= WORK REQUIRED =
Pick up the text on the Limbo library at the point where it stops and keep writing it.

Limbo’s documentation

Limbo (LIbrary for Model-Based Optimization) is an open-source C++11 library for Gaussian Processes and data-efficient optimization (e.g., Bayesian optimization, see [2][9]) that is designed to be both highly flexible and very fast. It can be used as a state-of-the-art optimization library or to experiment with novel algorithms with “plugin” components. Limbo is currently mostly used for data-efficient policy search in robot learning [7] and online adaptation because computation time matters when using the low-power embedded computers of robots. For example, Limbo was the key library to develop a new algorithm that allows a legged robot to learn a new gait after a mechanical damage in about 10-15 trials (2 minutes) [6], and a 4-DOF manipulator to learn neural networks policies for goal reaching in about 5 trials [4].

The implementation of Limbo follows a policy-based design [1] that leverages C++ templates: this allows it to be highly flexible without the cost induced by classic object-oriented designs (cost of virtual functions). The regression benchmarks show that the query time of Limbo’s Gaussian processes is several orders of magnitude better than the one of GPy (a state-of-the-art Python library for Gaussian processes) for a similar accuracy (the learning time highly depends on the optimization algorithm chosen to optimize the hyper-parameters). The black-box optimization benchmarks demonstrate that Limbo is about 2 times faster than BayesOpt (a C++ library for data-efficient optimization, [8]) for a similar accuracy and data-efficiency. In practice, changing one of the components of the algorithms in Limbo (e.g., changing the acquisition function) usually requires changing only a template definition in the source code. This design allows users to rapidly experiment and test new ideas while keeping the software as fast as specialized code.

Limbo takes advantage of multi-core architectures to parallelize the internal optimization processes (optimization of the acquisition function, optimization of the hyper-parameters of a Gaussian process) and it vectorizes many of the linear algebra operations (via the Eigen 3 library and optional bindings to Intel’s MKL).

The library is distributed under the CeCILL-C license via a Github repository. The code is standard-compliant but it is currently mostly developed for GNU/Linux and Mac OS X with both the GCC and Clang compilers. New contributors can rely on a full API reference, while their developments are checked via a continuous integration platform (automatic unit-testing routines).

Limbo is currently used in the ERC project ResiBots, which is focused on data-efficient trial-and-error learning for robot damage recovery, and in the H2020 projet PAL, which uses social robots to help coping with diabetes. It has been instrumental in many scientific publications since 2015 [6][5][11][4][10][3].

Limbo shares many ideas with Sferes2, a similar framework for evolutionary computation.

Contents:


[1]Andrei Alexandrescu. Modern C++ design: generic programming and design patterns applied. Addison-Wesley, 2001.

= INFORMATION PROVIDED =
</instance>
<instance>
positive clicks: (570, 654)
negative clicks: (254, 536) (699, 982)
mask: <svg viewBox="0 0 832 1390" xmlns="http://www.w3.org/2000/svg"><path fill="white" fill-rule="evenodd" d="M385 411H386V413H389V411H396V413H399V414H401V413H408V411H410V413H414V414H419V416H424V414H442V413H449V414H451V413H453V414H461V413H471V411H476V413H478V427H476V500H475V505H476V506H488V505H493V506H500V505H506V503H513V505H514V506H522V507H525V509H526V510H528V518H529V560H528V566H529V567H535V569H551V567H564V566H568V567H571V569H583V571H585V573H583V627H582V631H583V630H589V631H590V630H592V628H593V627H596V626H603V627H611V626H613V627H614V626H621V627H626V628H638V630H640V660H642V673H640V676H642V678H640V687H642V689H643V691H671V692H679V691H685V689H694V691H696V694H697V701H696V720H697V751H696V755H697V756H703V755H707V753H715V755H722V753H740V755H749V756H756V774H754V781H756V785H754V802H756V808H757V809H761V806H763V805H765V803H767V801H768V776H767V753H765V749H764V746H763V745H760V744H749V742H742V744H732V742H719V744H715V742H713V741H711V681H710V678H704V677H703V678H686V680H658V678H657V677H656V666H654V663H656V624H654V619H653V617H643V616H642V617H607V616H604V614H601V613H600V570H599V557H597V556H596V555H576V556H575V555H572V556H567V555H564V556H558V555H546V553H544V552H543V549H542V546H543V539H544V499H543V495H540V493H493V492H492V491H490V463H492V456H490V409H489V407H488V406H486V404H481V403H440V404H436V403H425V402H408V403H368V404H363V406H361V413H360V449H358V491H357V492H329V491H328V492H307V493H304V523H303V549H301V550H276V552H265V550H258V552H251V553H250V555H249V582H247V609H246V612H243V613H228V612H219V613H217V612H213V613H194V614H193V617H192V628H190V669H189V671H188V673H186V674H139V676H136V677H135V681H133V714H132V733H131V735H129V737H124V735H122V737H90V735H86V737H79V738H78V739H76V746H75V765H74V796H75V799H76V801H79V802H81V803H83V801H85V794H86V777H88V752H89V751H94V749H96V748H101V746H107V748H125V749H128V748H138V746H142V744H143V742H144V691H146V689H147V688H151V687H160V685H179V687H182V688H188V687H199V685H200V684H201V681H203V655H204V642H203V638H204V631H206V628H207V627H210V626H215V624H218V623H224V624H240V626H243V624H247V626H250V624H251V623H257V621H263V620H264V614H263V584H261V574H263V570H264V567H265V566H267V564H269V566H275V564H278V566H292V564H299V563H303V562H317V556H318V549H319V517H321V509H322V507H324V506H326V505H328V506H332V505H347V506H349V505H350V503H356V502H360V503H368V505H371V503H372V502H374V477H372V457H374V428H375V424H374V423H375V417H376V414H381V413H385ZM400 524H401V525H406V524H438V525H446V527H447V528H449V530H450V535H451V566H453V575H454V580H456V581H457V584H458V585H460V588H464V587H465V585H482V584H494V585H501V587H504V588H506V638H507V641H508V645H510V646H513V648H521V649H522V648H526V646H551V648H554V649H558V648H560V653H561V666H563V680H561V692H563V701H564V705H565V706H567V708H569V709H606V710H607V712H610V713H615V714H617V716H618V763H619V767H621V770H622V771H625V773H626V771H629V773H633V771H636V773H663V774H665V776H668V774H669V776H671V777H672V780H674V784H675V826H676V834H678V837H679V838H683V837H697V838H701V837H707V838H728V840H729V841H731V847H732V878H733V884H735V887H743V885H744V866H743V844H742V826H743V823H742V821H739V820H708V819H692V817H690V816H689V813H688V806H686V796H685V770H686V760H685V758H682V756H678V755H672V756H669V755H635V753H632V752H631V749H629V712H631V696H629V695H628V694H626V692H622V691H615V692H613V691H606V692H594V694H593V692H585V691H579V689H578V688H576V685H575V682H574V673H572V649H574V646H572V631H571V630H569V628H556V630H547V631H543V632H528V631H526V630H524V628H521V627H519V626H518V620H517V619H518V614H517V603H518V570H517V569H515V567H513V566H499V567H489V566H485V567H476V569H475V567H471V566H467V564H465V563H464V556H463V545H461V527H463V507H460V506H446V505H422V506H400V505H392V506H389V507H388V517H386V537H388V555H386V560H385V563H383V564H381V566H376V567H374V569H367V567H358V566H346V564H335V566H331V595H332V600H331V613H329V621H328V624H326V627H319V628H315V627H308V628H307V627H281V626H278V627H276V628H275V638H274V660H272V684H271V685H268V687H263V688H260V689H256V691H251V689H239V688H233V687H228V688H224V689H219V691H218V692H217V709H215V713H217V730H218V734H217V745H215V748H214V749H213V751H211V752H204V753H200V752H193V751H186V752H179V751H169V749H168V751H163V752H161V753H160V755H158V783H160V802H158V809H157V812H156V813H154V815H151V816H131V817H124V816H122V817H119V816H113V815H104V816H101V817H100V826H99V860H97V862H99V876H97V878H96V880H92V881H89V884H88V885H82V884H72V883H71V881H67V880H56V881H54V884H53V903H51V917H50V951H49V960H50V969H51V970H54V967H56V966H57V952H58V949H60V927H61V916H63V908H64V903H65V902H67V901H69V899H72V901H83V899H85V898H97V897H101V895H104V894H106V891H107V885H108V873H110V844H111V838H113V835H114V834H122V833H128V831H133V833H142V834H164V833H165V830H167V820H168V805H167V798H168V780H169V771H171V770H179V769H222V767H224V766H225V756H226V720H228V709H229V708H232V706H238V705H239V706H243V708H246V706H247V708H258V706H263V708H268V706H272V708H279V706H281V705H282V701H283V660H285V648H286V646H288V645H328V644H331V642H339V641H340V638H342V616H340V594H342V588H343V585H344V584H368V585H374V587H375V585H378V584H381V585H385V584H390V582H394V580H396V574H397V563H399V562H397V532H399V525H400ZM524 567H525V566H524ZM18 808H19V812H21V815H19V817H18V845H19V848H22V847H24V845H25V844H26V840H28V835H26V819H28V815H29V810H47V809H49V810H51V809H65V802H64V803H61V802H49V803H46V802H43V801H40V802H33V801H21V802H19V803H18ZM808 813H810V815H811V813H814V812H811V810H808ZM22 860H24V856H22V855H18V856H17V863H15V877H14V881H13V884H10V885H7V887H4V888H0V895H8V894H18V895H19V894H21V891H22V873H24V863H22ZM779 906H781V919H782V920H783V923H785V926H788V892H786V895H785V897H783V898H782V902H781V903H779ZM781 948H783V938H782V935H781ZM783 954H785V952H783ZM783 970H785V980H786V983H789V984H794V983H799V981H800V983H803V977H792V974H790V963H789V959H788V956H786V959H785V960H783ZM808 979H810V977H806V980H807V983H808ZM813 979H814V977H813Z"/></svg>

= YOUR RESPONSE =
[2]Eric Brochu, Vlad M Cora, and Nando De Freitas. A tutorial on bayesian optimization of expensive cost functions, with application to active user modeling and hierarchical reinforcement learning. arXiv preprint arXiv:1012.2599, 2010.
[3]Konstantinos Chatzilygeroudis and Jean-Baptiste Mouret. Using parameterized black-box priors to scale up model-based policy search for robotics. In International Conference on Robotics and Automation (ICRA). 2018.
[4](1, 2) Konstantinos Chatzilygeroudis, Roberto Rama, Rituraj Kaushik, Dorian Goepp, Vassilis Vassiliades, and Jean-Baptiste Mouret. Black-Box Data-efficient Policy Search for Robotics. In IEEE/RSJ International Conference on Intelligent Robots and Systems (IROS). Vancouver, Canada, September 2017. URL: https://hal.inria.fr/hal-01576683.
[5]Konstantinos Chatzilygeroudis, Vassilis Vassiliades, and Jean-Baptiste Mouret. Reset-free Trial-and-Error Learning for Robot Damage Recovery. Robotics and Autonomous Systems, 2018.
[6](1, 2) Antoine Cully, Jeff Clune, Danesh Tarapore, and Jean-Baptiste Mouret. Robots that can adapt like animals. Nature, 521(7553):503–507, May 2015. URL: http://www.nature.com/doifinder/10.1038/nature14422, doi:10.1038/nature14422.
[7]Daniel J Lizotte, Tao Wang, Michael H Bowling, and Dale Schuurmans. Automatic gait optimization with gaussian process regression. In Proceedings of the the International Joint Conference on Artificial Intelligence (IJCAI), volume 7, 944–949. 2007.
[8]Ruben Martinez-Cantin. BayesOpt: a Bayesian optimization library for nonlinear optimization, experimental design and bandits. Journal of Machine Learning Research, 15:3915–3919, 2014.
[9]J. Mockus. Bayesian approach to global optimization: theory and applications. Kluwer Academic, 2013.
[10]Rémi Pautrat, Konstantinos Chatzilygeroudis, and Jean-Baptiste Mouret. Bayesian optimization with automatic prior selection for data-efficient direct policy search. In International Conference on Robotics and Automation (ICRA). 2018.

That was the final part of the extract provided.